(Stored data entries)
>>

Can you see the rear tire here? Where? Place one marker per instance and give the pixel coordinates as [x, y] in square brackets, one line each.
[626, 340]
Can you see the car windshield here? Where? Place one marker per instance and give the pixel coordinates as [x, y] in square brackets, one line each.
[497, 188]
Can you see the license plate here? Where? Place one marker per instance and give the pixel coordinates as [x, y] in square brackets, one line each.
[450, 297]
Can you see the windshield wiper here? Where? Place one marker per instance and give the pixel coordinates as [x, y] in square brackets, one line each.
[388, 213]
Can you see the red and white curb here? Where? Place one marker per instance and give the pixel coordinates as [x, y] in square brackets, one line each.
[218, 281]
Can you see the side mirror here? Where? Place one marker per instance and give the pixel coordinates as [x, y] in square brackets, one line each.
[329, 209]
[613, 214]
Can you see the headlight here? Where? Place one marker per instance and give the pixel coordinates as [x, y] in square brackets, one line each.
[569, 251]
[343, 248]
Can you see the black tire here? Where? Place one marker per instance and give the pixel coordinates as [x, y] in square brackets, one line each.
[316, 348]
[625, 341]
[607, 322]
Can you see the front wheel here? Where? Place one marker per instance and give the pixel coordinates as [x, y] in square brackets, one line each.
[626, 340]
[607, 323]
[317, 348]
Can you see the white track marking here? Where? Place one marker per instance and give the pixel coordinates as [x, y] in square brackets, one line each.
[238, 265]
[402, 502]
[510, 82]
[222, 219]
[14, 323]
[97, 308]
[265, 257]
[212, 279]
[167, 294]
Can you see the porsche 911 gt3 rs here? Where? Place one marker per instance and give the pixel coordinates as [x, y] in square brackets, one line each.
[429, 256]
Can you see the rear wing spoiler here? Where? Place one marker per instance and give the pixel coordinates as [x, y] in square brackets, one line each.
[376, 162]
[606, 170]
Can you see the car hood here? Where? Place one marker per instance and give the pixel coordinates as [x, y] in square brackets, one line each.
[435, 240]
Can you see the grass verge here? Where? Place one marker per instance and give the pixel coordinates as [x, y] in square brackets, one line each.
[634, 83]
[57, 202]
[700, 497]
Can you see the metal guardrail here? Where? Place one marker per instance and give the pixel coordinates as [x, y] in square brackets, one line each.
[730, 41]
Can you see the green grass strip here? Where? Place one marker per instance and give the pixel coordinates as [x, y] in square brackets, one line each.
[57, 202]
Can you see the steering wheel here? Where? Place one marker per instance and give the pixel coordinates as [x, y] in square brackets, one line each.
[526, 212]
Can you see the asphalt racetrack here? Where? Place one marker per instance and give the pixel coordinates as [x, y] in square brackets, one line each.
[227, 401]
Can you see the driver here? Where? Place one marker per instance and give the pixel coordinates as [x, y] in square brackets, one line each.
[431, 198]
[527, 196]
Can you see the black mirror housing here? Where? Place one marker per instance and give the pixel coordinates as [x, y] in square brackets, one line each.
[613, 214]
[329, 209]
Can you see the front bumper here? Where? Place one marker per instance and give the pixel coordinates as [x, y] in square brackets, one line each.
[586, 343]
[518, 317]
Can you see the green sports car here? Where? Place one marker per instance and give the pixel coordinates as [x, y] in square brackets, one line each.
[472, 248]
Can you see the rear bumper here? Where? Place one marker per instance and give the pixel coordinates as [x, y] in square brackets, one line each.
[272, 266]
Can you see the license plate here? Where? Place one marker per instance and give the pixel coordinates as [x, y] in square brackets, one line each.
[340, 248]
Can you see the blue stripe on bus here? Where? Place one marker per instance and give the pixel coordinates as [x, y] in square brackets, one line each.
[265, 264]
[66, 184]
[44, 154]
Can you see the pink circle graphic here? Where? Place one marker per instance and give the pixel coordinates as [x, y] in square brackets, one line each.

<<

[Task to carry out] Print out all the entries precisely as written.

[Solution below]
Can you see the rear tire here? Where? Place one marker per instance and give the pixel coordinates as [x, y] in square brackets, one line each.
[626, 340]
Can you see the car windshield here? Where? Place one marker per instance and give the pixel coordinates as [x, y] in square brackets, one line each.
[497, 188]
Can you see the license plate here? Where? Place one marker per instance and give the pixel coordinates as [x, y] in square brackets, one line each.
[450, 297]
Can you see the windshield wiper here? Where? Place one marker per instance and give the pixel coordinates as [x, y] in square brackets, one line each.
[388, 213]
Can you see the red and white curb here? Where? Place one marker per instance and give the pixel coordinates as [x, y] in square brackets, one line each.
[218, 281]
Can you see the side mirror here? Where? Place one marker per instance and give the pixel coordinates as [x, y] in square brackets, one line each.
[329, 209]
[613, 214]
Can you see the headlight here? Where? Place one marker per instance and give the pixel coordinates as [x, y] in square brackets, one line each.
[569, 251]
[343, 248]
Can you see the black tire here? Where? Place one marker per instance and give the pixel coordinates as [x, y] in square brackets, one line each.
[316, 348]
[625, 341]
[607, 322]
Can you see the front wheel here? Where? Place one marker per instance and give the pixel coordinates as [x, y] in square brackets, one line each.
[626, 340]
[607, 323]
[317, 348]
Can you see the white track marking here? Where? Place one marker per instance and give the pixel coordinates as [x, y] in square brackets, one line each.
[238, 265]
[402, 502]
[510, 82]
[222, 219]
[14, 323]
[97, 308]
[265, 257]
[212, 279]
[167, 294]
Can you see the porsche 911 gt3 rs here? Where? Place one marker per instance and give the pixel coordinates as [x, y] in square brackets, one line each.
[429, 256]
Can you see the rear wing spoiler here? Where? Place one marker per instance and give the pixel coordinates as [x, y] in square brackets, one line each.
[376, 162]
[606, 170]
Can you see the car hood here? Where? Place one marker per instance and give the pixel coordinates as [x, y] in square brackets, one line each.
[435, 240]
Can you see the grass verge here? Where? Place one marker per instance and give the pixel coordinates as [x, y] in square brackets, one line each.
[634, 83]
[57, 202]
[700, 497]
Can you see the metal guardrail here? Where? Place one marker per instance and give the pixel coordinates as [x, y] in square brackets, one line each.
[730, 41]
Can you see the green grass strip here? Where? Place one marker per instance and give the pixel coordinates as [x, y] in square brackets, one line each.
[57, 202]
Can you see the steering wheel here? Where? Place one marker per instance and give the pixel coordinates as [x, y] in square brackets, one line each.
[526, 212]
Can you see the asphalt racetrack here? Where? Place one marker per instance and give the pixel coordinates as [x, y] in square brackets, one line each.
[227, 401]
Can you see the driver here? Where? Place one marker per instance and give the pixel coordinates as [x, y] in square brackets, one line each.
[431, 198]
[527, 196]
Can you see the black mirror housing here? Where? Place one marker per instance and give the pixel coordinates as [x, y] in square brackets, one line each.
[613, 214]
[329, 209]
Can you see the front bumper here? Where? Place one marker per instance and give the pixel coordinates as [x, y] in square brackets, one line each.
[586, 343]
[518, 317]
Can you see the green sports car here? Where? Place one marker per instance and give the pixel coordinates as [x, y] in square brackets, one line each.
[472, 248]
Can you see the rear bumper here? Where? Place one marker per instance and give the pixel coordinates as [x, y] in square brackets, one line each.
[272, 266]
Can you see the license plate here? Where? Place one marker per instance and give the pixel coordinates as [x, y] in square brackets, one line each.
[340, 248]
Can you see the blue stripe on bus here? Where? Place one marker per instance and give the pixel coordinates as [x, y] in square brackets, one line each.
[265, 264]
[66, 184]
[44, 154]
Can you see the pink circle graphic here? Where? Place one marker per instance and give the pixel coordinates as [x, y] in square brackets, one line each.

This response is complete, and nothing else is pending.